**SET PROBLEM**.
Return the lines below exactly, starting with the line that contains "label the brick and" and stopping after the last line.

**Part of a data file**.
►

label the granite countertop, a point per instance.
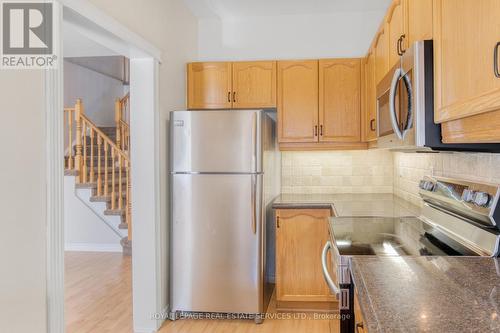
(428, 294)
(348, 205)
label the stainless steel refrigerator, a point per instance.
(225, 172)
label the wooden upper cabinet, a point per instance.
(395, 26)
(209, 85)
(300, 237)
(381, 52)
(370, 100)
(419, 20)
(466, 33)
(340, 100)
(254, 84)
(298, 101)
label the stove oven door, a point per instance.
(341, 286)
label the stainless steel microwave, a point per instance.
(405, 106)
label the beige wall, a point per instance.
(337, 172)
(409, 169)
(22, 202)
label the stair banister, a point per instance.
(116, 189)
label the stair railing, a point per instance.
(122, 114)
(91, 148)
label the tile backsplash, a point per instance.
(410, 168)
(337, 172)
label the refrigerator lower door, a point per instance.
(216, 141)
(217, 249)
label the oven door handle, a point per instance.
(334, 289)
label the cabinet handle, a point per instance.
(495, 60)
(400, 45)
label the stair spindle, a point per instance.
(91, 155)
(128, 216)
(99, 174)
(120, 203)
(106, 170)
(78, 145)
(70, 139)
(84, 160)
(113, 183)
(117, 121)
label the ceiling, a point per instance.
(225, 9)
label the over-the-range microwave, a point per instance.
(405, 106)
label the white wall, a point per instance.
(171, 27)
(83, 229)
(97, 91)
(345, 34)
(22, 202)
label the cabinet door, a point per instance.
(381, 49)
(209, 85)
(298, 101)
(339, 100)
(395, 29)
(466, 33)
(254, 84)
(300, 237)
(419, 20)
(370, 99)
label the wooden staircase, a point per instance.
(99, 159)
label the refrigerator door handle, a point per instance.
(254, 203)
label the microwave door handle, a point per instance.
(409, 91)
(326, 274)
(392, 103)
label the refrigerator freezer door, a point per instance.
(217, 255)
(216, 141)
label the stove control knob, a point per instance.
(482, 199)
(468, 195)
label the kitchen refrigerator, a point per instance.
(225, 172)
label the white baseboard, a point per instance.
(91, 247)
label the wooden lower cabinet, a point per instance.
(300, 237)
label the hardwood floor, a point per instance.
(98, 299)
(98, 292)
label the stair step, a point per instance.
(94, 184)
(106, 198)
(115, 212)
(127, 246)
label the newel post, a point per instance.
(78, 146)
(118, 117)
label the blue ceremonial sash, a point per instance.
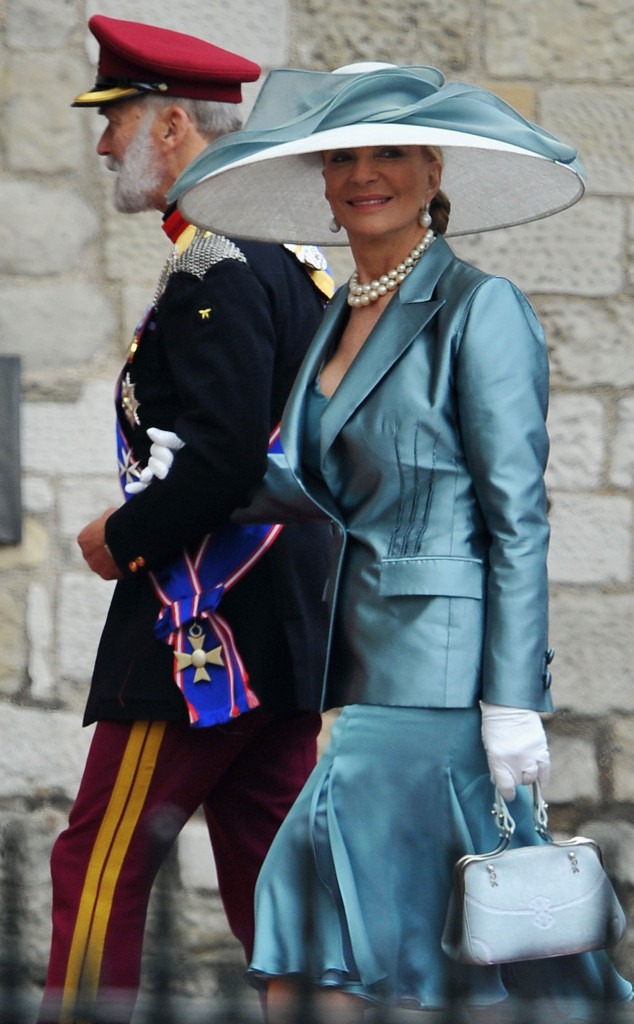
(208, 669)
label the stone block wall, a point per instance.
(75, 276)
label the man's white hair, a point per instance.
(211, 117)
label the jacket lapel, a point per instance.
(408, 313)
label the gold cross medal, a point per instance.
(209, 672)
(199, 658)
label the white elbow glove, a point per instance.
(516, 748)
(165, 442)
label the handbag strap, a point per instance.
(505, 822)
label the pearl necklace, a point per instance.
(363, 295)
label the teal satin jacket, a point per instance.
(432, 457)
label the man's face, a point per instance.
(127, 143)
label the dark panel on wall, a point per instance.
(10, 492)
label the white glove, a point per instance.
(165, 442)
(516, 748)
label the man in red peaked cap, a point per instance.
(208, 675)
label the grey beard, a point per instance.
(137, 174)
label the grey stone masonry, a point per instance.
(76, 276)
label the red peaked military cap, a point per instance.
(136, 58)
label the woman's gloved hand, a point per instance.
(516, 748)
(165, 442)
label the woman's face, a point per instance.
(378, 189)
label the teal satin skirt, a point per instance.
(354, 890)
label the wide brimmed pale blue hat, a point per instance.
(265, 181)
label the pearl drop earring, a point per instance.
(424, 217)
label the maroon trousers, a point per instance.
(142, 780)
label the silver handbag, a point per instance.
(532, 902)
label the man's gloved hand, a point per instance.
(516, 748)
(165, 442)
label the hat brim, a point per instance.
(101, 97)
(278, 194)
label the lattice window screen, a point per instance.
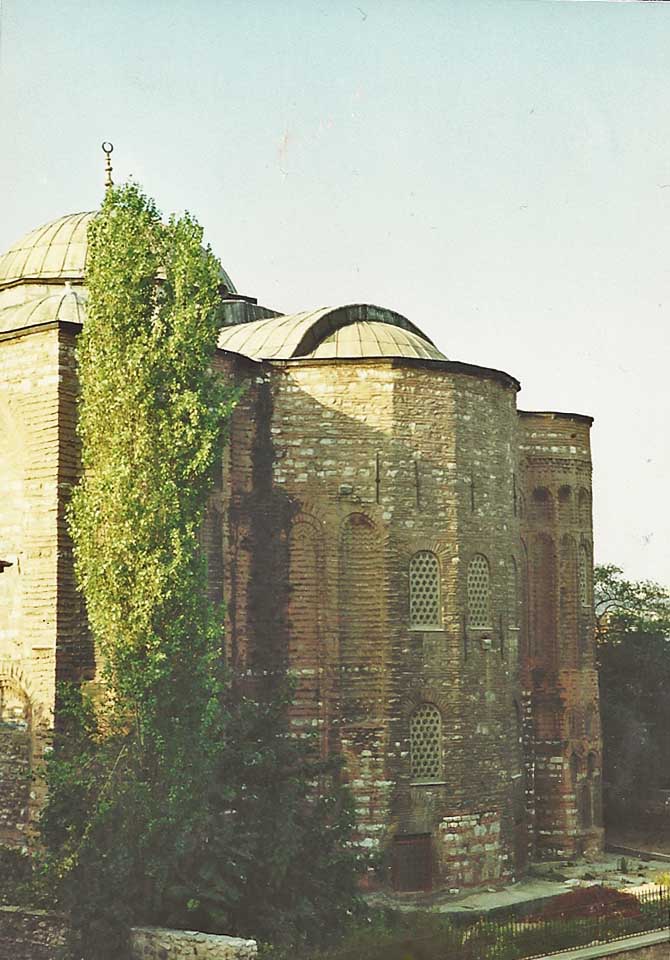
(425, 736)
(424, 590)
(479, 600)
(583, 577)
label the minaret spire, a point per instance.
(107, 149)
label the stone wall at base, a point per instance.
(39, 934)
(158, 943)
(30, 934)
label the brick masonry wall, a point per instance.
(335, 477)
(560, 677)
(380, 460)
(29, 445)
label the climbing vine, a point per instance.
(175, 797)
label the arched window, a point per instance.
(585, 508)
(575, 766)
(425, 744)
(542, 506)
(424, 590)
(512, 593)
(583, 576)
(590, 722)
(479, 592)
(565, 504)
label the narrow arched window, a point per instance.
(425, 744)
(583, 576)
(479, 592)
(424, 590)
(565, 504)
(542, 506)
(512, 593)
(585, 508)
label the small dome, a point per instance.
(373, 339)
(70, 306)
(57, 251)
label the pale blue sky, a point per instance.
(497, 171)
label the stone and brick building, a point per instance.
(387, 524)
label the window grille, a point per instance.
(542, 505)
(513, 593)
(425, 737)
(479, 612)
(584, 508)
(583, 577)
(424, 590)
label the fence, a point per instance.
(524, 938)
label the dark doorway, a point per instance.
(412, 862)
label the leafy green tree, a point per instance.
(173, 797)
(633, 649)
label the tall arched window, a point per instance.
(583, 576)
(425, 744)
(362, 636)
(512, 593)
(479, 592)
(585, 508)
(542, 506)
(424, 590)
(565, 504)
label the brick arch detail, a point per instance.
(12, 674)
(419, 695)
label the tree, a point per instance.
(623, 607)
(173, 796)
(633, 650)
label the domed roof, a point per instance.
(348, 332)
(56, 251)
(70, 305)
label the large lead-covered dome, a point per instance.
(353, 331)
(56, 252)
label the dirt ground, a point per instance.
(616, 869)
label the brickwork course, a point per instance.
(386, 525)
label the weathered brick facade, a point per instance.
(388, 527)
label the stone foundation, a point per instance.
(157, 943)
(39, 935)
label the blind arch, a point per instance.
(424, 590)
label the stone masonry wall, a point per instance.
(560, 677)
(158, 943)
(29, 446)
(40, 935)
(380, 460)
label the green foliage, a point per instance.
(422, 935)
(624, 607)
(633, 652)
(16, 887)
(173, 798)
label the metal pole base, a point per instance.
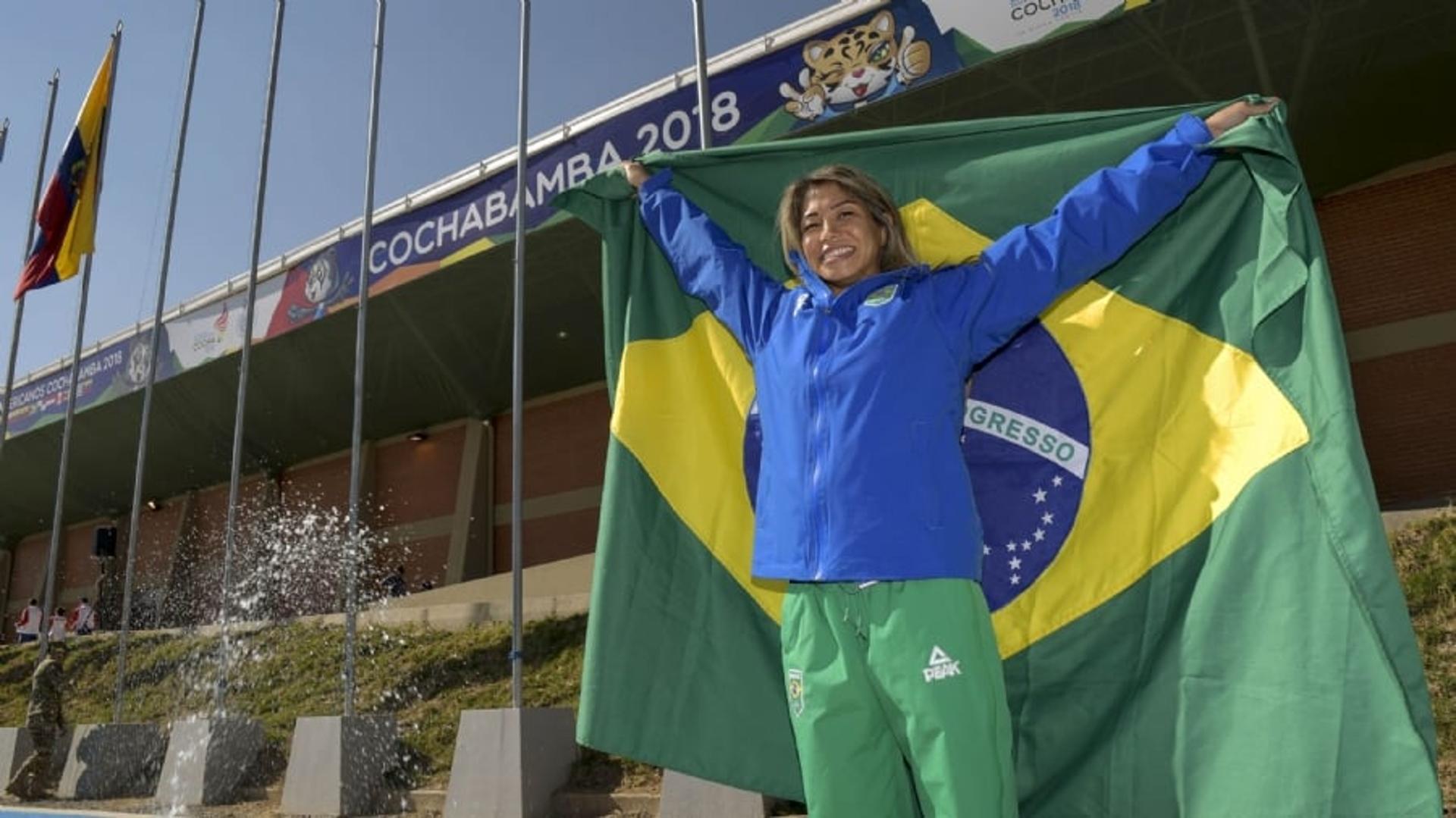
(337, 766)
(685, 797)
(209, 759)
(112, 762)
(509, 763)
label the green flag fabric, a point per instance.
(1191, 587)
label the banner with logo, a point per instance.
(881, 53)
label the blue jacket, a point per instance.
(862, 393)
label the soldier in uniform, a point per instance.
(42, 721)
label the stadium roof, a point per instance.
(1367, 83)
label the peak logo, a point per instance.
(940, 667)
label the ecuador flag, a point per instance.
(1190, 582)
(67, 216)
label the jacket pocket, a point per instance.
(927, 494)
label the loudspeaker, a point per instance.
(105, 542)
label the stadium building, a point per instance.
(1367, 83)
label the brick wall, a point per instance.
(1392, 256)
(565, 457)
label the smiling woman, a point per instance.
(845, 226)
(864, 500)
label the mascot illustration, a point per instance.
(859, 64)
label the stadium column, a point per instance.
(6, 563)
(472, 545)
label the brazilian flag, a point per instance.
(1190, 582)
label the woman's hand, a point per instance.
(635, 172)
(1223, 120)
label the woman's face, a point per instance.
(842, 242)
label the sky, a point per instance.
(447, 99)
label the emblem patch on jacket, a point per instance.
(797, 691)
(883, 296)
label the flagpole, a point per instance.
(134, 525)
(357, 444)
(701, 54)
(242, 364)
(30, 240)
(57, 519)
(517, 359)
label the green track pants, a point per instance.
(897, 700)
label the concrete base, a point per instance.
(337, 766)
(15, 748)
(112, 762)
(509, 763)
(685, 797)
(207, 760)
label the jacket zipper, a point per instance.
(817, 450)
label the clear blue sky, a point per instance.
(447, 99)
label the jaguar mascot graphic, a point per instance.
(858, 66)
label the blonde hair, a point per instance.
(867, 191)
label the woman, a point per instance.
(864, 501)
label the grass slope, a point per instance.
(425, 677)
(1426, 556)
(284, 672)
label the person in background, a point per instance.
(44, 722)
(28, 628)
(58, 625)
(83, 619)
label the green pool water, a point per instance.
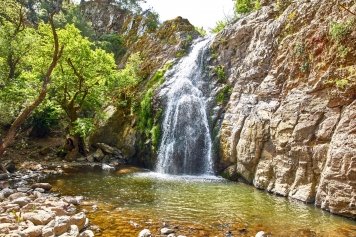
(192, 206)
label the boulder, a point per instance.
(73, 231)
(48, 230)
(78, 220)
(39, 217)
(86, 233)
(7, 192)
(260, 234)
(45, 186)
(145, 233)
(61, 224)
(70, 200)
(32, 231)
(9, 165)
(6, 227)
(11, 207)
(16, 195)
(166, 231)
(22, 201)
(98, 155)
(4, 184)
(109, 149)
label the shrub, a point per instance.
(156, 132)
(145, 113)
(219, 26)
(201, 31)
(43, 119)
(220, 71)
(338, 31)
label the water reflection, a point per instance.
(199, 206)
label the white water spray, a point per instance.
(186, 141)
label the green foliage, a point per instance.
(158, 77)
(224, 94)
(83, 127)
(257, 5)
(304, 67)
(44, 118)
(201, 30)
(129, 5)
(243, 6)
(71, 14)
(341, 83)
(181, 53)
(152, 21)
(156, 133)
(342, 50)
(220, 71)
(145, 116)
(112, 43)
(299, 49)
(339, 31)
(22, 68)
(219, 26)
(189, 38)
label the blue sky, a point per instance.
(199, 12)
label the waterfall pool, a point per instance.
(192, 205)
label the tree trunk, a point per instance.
(24, 114)
(77, 141)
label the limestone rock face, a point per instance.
(157, 47)
(289, 125)
(105, 17)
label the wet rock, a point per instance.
(86, 233)
(145, 233)
(78, 220)
(40, 190)
(32, 231)
(260, 234)
(98, 155)
(94, 207)
(107, 167)
(61, 224)
(23, 190)
(166, 231)
(4, 176)
(134, 224)
(11, 207)
(7, 192)
(9, 165)
(45, 186)
(6, 227)
(22, 201)
(73, 231)
(69, 199)
(16, 195)
(4, 184)
(39, 217)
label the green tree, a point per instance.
(28, 84)
(112, 43)
(85, 82)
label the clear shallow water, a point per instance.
(194, 206)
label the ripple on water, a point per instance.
(195, 206)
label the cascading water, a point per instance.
(186, 142)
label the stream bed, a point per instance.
(130, 199)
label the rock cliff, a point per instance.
(288, 127)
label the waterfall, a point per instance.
(186, 143)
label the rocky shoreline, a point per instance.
(34, 211)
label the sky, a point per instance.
(199, 12)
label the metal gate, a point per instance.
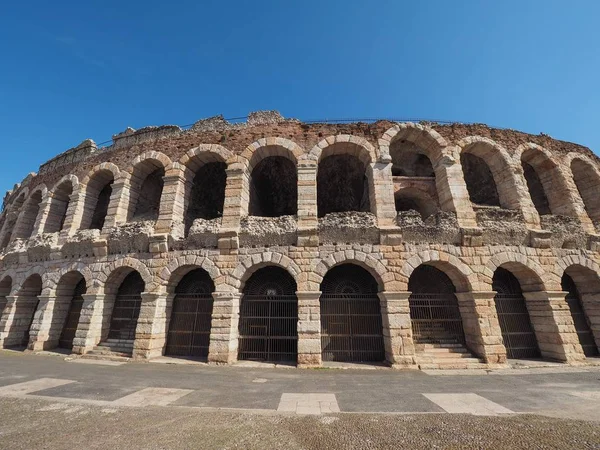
(515, 324)
(580, 320)
(127, 308)
(189, 328)
(72, 321)
(268, 327)
(351, 325)
(434, 312)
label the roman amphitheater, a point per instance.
(412, 245)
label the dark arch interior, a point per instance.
(191, 316)
(148, 202)
(268, 326)
(536, 190)
(207, 196)
(197, 281)
(274, 188)
(349, 279)
(515, 324)
(270, 281)
(580, 318)
(427, 279)
(101, 208)
(408, 160)
(342, 185)
(480, 181)
(58, 208)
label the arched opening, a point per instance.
(28, 217)
(146, 190)
(409, 160)
(274, 188)
(207, 191)
(434, 312)
(126, 309)
(59, 203)
(536, 190)
(351, 323)
(479, 180)
(191, 314)
(515, 324)
(25, 307)
(5, 289)
(342, 185)
(415, 200)
(97, 200)
(583, 287)
(587, 182)
(268, 327)
(67, 310)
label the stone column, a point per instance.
(591, 306)
(553, 325)
(91, 319)
(452, 191)
(151, 330)
(16, 320)
(397, 329)
(172, 203)
(382, 199)
(481, 327)
(309, 329)
(118, 206)
(41, 335)
(43, 214)
(224, 328)
(237, 197)
(308, 234)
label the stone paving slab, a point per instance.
(467, 403)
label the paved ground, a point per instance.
(47, 402)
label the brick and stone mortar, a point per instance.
(468, 241)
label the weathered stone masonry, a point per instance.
(501, 219)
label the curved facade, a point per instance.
(283, 241)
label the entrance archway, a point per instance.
(515, 324)
(434, 311)
(126, 309)
(351, 324)
(580, 318)
(190, 324)
(268, 327)
(72, 319)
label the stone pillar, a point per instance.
(118, 206)
(452, 191)
(309, 329)
(553, 325)
(43, 214)
(151, 330)
(91, 319)
(382, 199)
(16, 320)
(397, 329)
(42, 335)
(308, 222)
(71, 225)
(481, 327)
(224, 328)
(172, 203)
(590, 303)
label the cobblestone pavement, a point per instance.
(559, 391)
(41, 424)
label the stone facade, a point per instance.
(55, 231)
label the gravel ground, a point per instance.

◄

**SOLUTION TO THE EXERCISE**.
label the brick and stone mortar, a point per instance.
(468, 241)
label the weathered stone masonry, a point per instance.
(501, 219)
label the curved facade, a point per instance.
(283, 241)
label the entrance archway, a point per instance.
(515, 324)
(434, 311)
(126, 309)
(351, 324)
(580, 318)
(190, 324)
(268, 327)
(72, 319)
label the stone pillar, a point per instance.
(118, 206)
(452, 191)
(309, 329)
(553, 325)
(43, 214)
(151, 330)
(91, 319)
(382, 199)
(16, 320)
(397, 329)
(42, 335)
(308, 222)
(71, 225)
(481, 327)
(224, 328)
(172, 203)
(590, 303)
label the cobblestone pavement, a point per instance.
(559, 391)
(41, 424)
label the stone facade, a point per instance.
(55, 231)
label the gravel ground, a point per instance.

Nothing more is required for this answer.